PROBLEM TO SOLVE
Using the letter below, explain why Post-Effective Amendment No. 5 may differ from Post-Effective Amendment No. 4 in more ways than the Staff's comments alone would require. Answer in one to three sentences.

PASSAGE PROVIDED
**********

[Letterhead of Sutherland Asbill & Brennan LLP]

 

June 17, 2010

 

VIA EDGAR SUBMISSION

 

Christina DiAngelo

Division of Investment Management

U.S. Securities and Exchange Commission

100 F Street, N.E.

Washington, D.C.  20549

 

 

Re:

Main Street Capital Corporation

Post-Effective Amendment No. 4 to Registration Statement on
Form N-2 filed on April 19, 2010 (File No. 333- 155806) (“Post-
Effective Amendment No. 4
”)

 

Dear Ms. DiAngelo:

 

On behalf of Main Street Capital Corporation (the “Company”), set forth below are the Company’s responses to the comments provided orally by the staff of the Division of Investment Management (the “Staff”) of the Securities and Exchange Commission (the “SEC”) to the Company during a telephone conversation on June 7, 2010.  The Staff’s comments are set forth below in italics and are followed by the Company’s responses.  References to the Company’s registration statement on Form N-2 contained herein are to Post-Effective Amendment No. 5 to the Company’s registration statement on Form N-2, which has been filed with the SEC on the date hereof (“Post-Effective Amendment No. 5”).

 

In addition to responding to the Staff’s comments, Post-Effective Amendment No. 5 also reflects a number of updating and clarifying changes.

**********

INFORMATION PROVIDED
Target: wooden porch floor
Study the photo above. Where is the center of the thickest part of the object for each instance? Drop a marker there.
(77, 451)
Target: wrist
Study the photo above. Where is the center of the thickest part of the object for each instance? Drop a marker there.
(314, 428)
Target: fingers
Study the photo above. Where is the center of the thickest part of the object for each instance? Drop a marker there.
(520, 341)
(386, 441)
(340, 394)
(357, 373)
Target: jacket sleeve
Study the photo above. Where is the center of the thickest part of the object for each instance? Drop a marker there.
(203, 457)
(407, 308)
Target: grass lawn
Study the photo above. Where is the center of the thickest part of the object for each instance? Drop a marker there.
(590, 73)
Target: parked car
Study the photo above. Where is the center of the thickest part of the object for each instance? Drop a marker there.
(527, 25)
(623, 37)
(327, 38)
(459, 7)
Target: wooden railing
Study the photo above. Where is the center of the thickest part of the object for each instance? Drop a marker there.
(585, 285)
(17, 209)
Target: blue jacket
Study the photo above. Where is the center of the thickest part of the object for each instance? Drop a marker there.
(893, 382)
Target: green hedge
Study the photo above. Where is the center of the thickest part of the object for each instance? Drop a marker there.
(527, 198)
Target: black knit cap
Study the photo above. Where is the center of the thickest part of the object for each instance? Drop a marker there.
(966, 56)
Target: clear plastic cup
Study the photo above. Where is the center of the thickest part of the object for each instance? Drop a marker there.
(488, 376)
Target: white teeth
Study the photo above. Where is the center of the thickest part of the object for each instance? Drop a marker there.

**********

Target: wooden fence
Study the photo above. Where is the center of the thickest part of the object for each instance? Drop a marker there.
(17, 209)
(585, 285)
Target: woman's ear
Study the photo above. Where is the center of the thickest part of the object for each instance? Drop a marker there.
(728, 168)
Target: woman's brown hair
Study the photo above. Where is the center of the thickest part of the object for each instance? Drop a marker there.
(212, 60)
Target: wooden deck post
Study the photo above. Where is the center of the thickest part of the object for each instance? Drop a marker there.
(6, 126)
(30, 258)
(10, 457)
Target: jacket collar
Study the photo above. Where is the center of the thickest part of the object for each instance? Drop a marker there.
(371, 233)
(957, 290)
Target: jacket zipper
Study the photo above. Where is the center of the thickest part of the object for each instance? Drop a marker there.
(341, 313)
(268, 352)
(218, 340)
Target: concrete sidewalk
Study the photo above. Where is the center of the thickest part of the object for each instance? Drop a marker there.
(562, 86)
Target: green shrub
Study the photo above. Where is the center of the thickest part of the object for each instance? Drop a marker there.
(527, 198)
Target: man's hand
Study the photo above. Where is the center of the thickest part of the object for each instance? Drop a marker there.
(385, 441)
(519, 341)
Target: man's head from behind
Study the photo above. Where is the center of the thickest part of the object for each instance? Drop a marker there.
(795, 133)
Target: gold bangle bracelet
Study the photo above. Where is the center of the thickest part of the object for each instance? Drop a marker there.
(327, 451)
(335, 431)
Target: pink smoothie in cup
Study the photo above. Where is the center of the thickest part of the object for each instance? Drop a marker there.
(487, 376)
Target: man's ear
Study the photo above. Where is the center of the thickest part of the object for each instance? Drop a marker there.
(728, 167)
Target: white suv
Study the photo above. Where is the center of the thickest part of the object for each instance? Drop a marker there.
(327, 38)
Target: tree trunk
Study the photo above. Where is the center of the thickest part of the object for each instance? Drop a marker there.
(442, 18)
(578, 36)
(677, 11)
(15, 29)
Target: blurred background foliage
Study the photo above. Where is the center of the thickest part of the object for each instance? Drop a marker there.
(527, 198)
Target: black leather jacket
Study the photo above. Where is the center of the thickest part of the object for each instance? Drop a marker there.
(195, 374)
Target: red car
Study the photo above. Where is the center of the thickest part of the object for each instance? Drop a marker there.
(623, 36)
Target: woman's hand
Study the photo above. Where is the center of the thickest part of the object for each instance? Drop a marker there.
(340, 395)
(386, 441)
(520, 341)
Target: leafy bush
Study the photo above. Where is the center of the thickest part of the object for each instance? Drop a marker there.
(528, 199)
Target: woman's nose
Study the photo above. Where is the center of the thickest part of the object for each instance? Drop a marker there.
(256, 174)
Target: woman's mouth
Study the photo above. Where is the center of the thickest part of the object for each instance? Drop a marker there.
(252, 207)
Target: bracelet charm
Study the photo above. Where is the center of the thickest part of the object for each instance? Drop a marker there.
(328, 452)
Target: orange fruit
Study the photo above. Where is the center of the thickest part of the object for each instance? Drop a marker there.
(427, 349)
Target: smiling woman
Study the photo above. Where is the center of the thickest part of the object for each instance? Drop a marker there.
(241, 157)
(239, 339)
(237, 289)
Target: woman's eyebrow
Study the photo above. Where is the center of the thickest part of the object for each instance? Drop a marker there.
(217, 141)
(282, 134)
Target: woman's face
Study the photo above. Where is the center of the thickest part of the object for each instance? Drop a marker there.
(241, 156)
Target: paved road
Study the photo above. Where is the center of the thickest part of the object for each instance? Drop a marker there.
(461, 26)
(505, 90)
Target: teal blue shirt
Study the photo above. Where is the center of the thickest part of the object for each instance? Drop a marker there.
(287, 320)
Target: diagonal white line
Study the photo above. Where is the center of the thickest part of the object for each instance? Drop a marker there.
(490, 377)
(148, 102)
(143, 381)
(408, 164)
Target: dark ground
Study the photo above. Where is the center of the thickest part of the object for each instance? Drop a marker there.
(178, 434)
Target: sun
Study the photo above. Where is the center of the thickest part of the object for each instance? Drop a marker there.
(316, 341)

**********

OUTPUT OF THE TASK
Post-Effective Amendment No. 5 does more than respond to the Staff's comments. According to the letter, it also reflects a number of updating and clarifying changes, so not every difference from Post-Effective Amendment No. 4 comes from a Staff comment.